#### Listed entries
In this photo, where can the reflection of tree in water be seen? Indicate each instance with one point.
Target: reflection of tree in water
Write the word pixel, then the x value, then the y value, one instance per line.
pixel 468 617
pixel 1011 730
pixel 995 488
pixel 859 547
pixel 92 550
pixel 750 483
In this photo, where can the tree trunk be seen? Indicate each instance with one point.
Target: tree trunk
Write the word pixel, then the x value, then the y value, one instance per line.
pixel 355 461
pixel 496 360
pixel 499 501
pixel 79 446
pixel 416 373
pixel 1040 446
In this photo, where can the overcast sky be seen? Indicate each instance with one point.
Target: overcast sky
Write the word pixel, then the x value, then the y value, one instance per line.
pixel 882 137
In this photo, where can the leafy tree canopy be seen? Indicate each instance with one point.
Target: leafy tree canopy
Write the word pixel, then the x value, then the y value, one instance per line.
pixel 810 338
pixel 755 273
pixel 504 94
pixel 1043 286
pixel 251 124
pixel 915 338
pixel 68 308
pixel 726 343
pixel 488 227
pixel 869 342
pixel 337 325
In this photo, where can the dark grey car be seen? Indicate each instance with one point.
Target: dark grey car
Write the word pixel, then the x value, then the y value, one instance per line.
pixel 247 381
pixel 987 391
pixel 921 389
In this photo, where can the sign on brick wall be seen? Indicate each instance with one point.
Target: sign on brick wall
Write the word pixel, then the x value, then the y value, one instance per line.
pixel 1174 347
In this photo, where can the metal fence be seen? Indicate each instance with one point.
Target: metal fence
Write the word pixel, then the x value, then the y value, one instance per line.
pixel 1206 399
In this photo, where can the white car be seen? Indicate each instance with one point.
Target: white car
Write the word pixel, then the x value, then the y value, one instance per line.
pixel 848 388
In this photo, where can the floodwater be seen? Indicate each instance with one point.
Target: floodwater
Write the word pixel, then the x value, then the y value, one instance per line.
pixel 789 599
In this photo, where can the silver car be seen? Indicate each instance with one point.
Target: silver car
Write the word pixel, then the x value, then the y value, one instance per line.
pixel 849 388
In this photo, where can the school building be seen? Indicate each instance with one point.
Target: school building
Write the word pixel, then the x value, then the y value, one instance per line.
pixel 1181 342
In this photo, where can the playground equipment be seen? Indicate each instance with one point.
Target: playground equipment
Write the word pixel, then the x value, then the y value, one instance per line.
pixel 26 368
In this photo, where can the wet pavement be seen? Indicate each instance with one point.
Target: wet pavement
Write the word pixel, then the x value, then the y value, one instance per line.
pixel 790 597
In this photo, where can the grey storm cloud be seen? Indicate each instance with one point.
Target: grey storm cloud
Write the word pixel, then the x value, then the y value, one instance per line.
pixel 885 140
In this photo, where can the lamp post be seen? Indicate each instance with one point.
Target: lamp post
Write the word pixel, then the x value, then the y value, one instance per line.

#### Description of the task
Would you please give all of the records again exactly as they stand?

#### Answer box
In this photo, where can the reflection of tree in water be seen? Indicate each instance with one point.
Target: reflection of tree in water
Write the word pixel, then the x value, then the y value, one instance per line.
pixel 468 617
pixel 1011 730
pixel 995 488
pixel 859 547
pixel 92 550
pixel 750 483
In this photo, where can the tree trunk be seen? Indicate each instance with one point.
Target: tree trunk
Write the word pixel, then the x value, then the y value, one instance per line.
pixel 355 461
pixel 496 360
pixel 499 501
pixel 79 446
pixel 416 373
pixel 1040 446
In this photo, where can the overcast sky be seen? Indicate each instance with one point.
Target: overcast sky
Write the word pixel, then the x value, then the y value, one instance per line.
pixel 882 137
In this photo, where can the leafy tree canopy be seen? Indicate each instance with one point.
Target: leafy tree canopy
Write the word pixel, then the x value, then the y value, one instance per line.
pixel 810 338
pixel 755 273
pixel 504 94
pixel 1043 286
pixel 251 124
pixel 915 338
pixel 68 308
pixel 726 343
pixel 488 227
pixel 869 342
pixel 337 325
In this photo, where can the dark grey car be seen? Indicate each instance with one point.
Target: dark grey car
Write the word pixel, then the x value, then the y value, one instance per line.
pixel 247 381
pixel 987 391
pixel 921 389
In this photo, where can the sign on brick wall be seen? Indicate each instance with one point.
Target: sign on brick wall
Write the word pixel, then the x value, then the y value, one instance per line.
pixel 1174 347
In this photo, where can the metal fence be seen? Indicate each instance with one point.
Target: metal fence
Write the word pixel, then the x value, then the y value, one instance per line.
pixel 1206 399
In this photo, where can the white car be seen? Indicate each instance with one point.
Target: white car
Write the word pixel, then the x value, then the y value, one instance per line.
pixel 848 388
In this photo, where can the floodwater be seen? Indicate each instance with one point.
Target: floodwater
Write the word pixel, then the x value, then the y value, one instance per line.
pixel 789 599
In this photo, where can the silver car be seen? Indicate each instance with one point.
Target: silver car
Write the word pixel, then the x value, then the y value, one instance per line.
pixel 849 388
In this photo, where can the school building be seen? Indicate each instance with one point.
Target: school building
Write the word pixel, then the x value, then the y value, one instance per line.
pixel 1181 342
In this photo, where can the playground equipment be seen? Indicate each instance with one point.
Target: playground equipment
Write the word pixel, then the x value, then the y value, one instance per line.
pixel 26 368
In this photo, where can the wet pavement be seen? Indicate each instance with one point.
Target: wet pavement
Write the word pixel, then the x value, then the y value, one instance per line.
pixel 790 597
In this photo, where can the grey storm cloud be seen? Indicate each instance with one point.
Target: grey storm cloud
Write the word pixel, then the x value, then the y value, one instance per line.
pixel 885 140
In this photo, where can the lamp post be seen? Indicate each instance with one point.
Target: lamp post
Write the word pixel, then the x value, then the y value, one instance per line.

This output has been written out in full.